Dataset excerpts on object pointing
— start —

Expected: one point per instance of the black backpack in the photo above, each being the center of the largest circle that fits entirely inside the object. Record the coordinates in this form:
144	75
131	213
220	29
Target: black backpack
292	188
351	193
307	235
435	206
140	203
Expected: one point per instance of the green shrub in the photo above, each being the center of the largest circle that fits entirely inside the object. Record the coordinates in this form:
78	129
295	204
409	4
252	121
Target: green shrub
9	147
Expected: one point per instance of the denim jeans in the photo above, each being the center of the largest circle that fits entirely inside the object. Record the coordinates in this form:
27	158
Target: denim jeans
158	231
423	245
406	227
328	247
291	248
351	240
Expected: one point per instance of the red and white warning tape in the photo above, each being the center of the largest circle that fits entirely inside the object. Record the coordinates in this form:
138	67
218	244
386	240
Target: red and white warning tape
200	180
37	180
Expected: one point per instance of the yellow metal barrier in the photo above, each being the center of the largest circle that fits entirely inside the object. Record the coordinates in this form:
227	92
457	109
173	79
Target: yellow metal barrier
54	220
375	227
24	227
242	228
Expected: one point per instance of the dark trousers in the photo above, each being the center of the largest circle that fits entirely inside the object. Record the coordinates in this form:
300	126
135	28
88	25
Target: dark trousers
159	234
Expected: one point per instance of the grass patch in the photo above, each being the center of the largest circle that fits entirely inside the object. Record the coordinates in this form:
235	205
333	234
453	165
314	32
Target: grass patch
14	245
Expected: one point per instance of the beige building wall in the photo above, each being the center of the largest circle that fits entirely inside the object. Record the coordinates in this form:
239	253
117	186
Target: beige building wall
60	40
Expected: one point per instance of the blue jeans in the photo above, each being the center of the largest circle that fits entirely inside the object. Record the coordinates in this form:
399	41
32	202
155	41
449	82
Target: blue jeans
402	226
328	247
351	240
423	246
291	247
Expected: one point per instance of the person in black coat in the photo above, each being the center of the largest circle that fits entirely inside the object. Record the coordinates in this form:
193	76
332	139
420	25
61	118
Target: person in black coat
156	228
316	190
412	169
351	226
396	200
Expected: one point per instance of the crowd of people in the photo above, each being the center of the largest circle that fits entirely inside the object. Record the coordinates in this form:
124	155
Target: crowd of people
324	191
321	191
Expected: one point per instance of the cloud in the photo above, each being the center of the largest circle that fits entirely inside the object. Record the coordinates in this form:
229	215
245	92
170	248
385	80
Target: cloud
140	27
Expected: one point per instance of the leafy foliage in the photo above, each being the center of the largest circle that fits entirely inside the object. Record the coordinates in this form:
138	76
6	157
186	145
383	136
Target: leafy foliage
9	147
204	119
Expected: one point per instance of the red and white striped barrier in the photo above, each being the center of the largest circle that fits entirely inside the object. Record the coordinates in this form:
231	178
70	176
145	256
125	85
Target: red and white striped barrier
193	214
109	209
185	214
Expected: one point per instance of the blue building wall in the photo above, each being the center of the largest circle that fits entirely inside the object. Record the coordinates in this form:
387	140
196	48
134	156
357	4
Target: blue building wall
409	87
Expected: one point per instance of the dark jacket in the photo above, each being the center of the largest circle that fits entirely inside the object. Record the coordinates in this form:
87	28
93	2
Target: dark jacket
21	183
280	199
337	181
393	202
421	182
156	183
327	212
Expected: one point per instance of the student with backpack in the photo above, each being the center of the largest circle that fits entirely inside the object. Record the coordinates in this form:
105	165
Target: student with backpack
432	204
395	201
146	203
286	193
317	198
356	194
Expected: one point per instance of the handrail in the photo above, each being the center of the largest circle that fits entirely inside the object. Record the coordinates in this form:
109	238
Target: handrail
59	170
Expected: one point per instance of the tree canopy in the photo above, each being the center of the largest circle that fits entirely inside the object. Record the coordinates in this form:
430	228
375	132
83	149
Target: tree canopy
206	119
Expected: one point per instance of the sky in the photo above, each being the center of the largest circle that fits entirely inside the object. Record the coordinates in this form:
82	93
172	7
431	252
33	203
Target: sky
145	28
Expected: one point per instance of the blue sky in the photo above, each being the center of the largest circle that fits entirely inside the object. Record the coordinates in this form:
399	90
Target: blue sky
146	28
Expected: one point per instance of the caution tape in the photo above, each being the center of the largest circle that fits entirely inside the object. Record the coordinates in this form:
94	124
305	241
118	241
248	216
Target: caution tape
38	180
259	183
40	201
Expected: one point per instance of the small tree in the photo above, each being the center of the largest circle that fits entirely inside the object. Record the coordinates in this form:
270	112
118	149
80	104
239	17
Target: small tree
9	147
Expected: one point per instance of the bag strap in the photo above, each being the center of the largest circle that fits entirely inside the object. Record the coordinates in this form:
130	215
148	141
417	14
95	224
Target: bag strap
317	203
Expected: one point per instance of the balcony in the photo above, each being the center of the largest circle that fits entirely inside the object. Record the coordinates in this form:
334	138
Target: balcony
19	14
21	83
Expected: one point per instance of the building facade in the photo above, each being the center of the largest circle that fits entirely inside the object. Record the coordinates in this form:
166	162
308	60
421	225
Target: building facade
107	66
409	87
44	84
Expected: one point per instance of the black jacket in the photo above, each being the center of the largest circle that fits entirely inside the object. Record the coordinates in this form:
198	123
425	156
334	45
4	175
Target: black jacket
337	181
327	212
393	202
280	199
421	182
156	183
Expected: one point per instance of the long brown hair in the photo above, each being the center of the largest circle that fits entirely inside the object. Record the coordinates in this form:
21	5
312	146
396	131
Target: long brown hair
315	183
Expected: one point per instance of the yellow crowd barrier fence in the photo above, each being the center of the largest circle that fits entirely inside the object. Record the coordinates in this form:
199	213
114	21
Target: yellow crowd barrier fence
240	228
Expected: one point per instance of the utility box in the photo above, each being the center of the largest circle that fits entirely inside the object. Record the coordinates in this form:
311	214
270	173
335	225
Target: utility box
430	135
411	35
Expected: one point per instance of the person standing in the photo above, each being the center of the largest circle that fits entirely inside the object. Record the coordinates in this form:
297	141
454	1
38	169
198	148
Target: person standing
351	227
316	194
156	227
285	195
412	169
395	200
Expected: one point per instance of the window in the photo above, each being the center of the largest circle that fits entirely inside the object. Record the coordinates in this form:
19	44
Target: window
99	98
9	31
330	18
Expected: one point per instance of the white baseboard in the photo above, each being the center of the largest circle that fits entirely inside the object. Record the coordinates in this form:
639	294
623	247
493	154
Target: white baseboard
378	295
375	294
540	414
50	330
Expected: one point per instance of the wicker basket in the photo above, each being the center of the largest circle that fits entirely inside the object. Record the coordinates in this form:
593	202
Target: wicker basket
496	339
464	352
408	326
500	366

— end —
— start —

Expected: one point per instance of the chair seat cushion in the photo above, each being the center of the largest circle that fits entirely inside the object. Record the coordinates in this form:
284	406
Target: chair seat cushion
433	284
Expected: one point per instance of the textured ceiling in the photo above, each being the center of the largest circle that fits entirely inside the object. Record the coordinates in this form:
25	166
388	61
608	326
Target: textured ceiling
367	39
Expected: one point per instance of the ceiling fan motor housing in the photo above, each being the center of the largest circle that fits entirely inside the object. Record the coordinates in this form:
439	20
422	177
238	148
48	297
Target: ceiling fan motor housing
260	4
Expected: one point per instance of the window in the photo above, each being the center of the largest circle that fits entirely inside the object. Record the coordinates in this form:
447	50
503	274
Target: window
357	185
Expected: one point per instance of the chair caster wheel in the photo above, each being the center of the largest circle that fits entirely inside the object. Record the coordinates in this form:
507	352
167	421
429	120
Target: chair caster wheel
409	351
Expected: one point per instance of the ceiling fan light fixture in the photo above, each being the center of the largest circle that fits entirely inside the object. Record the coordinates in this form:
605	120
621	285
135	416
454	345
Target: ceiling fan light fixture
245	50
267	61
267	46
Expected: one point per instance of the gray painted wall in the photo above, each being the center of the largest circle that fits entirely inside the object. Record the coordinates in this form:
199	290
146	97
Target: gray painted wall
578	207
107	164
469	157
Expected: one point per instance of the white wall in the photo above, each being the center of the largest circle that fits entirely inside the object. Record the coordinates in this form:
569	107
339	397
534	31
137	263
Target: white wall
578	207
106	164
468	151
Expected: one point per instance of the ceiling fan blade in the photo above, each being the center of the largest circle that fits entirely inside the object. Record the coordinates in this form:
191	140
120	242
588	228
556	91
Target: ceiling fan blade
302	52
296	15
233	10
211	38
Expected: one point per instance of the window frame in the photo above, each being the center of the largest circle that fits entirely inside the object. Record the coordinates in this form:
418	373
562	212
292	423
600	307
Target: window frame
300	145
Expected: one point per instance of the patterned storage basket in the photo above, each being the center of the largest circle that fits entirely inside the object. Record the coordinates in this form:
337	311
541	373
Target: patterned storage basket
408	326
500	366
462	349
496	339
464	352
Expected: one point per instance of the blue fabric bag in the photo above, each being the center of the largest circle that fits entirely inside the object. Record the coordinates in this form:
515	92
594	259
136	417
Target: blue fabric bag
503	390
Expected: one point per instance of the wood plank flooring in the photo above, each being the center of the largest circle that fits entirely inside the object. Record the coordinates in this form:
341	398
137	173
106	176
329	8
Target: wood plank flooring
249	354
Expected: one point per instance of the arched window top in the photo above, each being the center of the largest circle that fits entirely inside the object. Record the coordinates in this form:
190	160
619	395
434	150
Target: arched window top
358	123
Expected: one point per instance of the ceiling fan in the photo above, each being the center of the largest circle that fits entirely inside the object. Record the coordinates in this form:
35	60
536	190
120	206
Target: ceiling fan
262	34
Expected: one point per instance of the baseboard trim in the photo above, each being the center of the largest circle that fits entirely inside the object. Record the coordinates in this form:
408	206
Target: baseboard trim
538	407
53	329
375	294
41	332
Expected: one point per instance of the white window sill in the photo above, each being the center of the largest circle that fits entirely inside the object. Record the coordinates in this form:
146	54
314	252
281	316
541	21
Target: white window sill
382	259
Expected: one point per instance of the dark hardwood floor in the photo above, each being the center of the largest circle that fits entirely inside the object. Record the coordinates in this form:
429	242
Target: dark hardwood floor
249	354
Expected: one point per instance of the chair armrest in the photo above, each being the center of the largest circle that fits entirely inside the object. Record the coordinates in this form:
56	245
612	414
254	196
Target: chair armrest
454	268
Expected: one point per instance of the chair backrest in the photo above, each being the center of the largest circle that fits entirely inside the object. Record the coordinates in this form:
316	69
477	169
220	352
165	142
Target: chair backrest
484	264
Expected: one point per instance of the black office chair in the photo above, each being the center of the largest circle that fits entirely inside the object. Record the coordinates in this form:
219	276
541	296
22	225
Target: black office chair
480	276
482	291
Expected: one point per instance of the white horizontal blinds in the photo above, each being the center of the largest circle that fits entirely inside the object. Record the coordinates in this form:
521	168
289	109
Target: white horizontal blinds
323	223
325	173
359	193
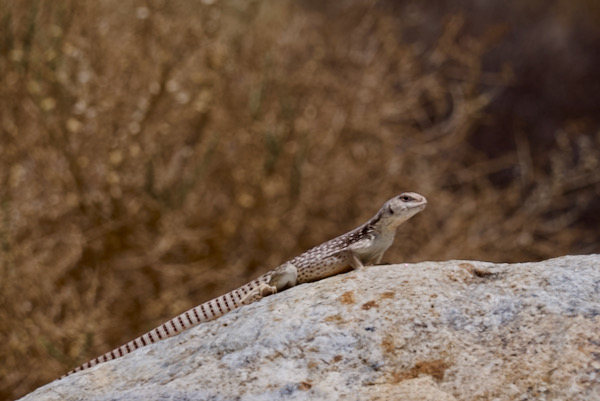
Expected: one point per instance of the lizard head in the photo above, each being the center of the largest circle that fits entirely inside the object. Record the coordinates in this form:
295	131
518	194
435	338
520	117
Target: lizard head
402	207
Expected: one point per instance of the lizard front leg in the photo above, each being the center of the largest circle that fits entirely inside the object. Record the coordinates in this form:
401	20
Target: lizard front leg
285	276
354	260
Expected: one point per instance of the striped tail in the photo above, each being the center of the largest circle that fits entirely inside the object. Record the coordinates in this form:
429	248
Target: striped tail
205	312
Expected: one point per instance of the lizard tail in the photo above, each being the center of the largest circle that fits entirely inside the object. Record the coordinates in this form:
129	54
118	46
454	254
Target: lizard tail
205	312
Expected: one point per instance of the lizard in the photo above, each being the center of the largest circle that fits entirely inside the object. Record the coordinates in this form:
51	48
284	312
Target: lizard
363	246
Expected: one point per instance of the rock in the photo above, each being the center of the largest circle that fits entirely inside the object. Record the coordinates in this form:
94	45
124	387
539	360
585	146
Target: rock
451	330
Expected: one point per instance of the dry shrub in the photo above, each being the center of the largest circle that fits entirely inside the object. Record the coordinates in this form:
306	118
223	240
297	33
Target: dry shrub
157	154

— end —

▶ Stated goal
Count the lines in the entries above that contain the string "blade", with case significant, and give only the number.

▶ Solution for this task
2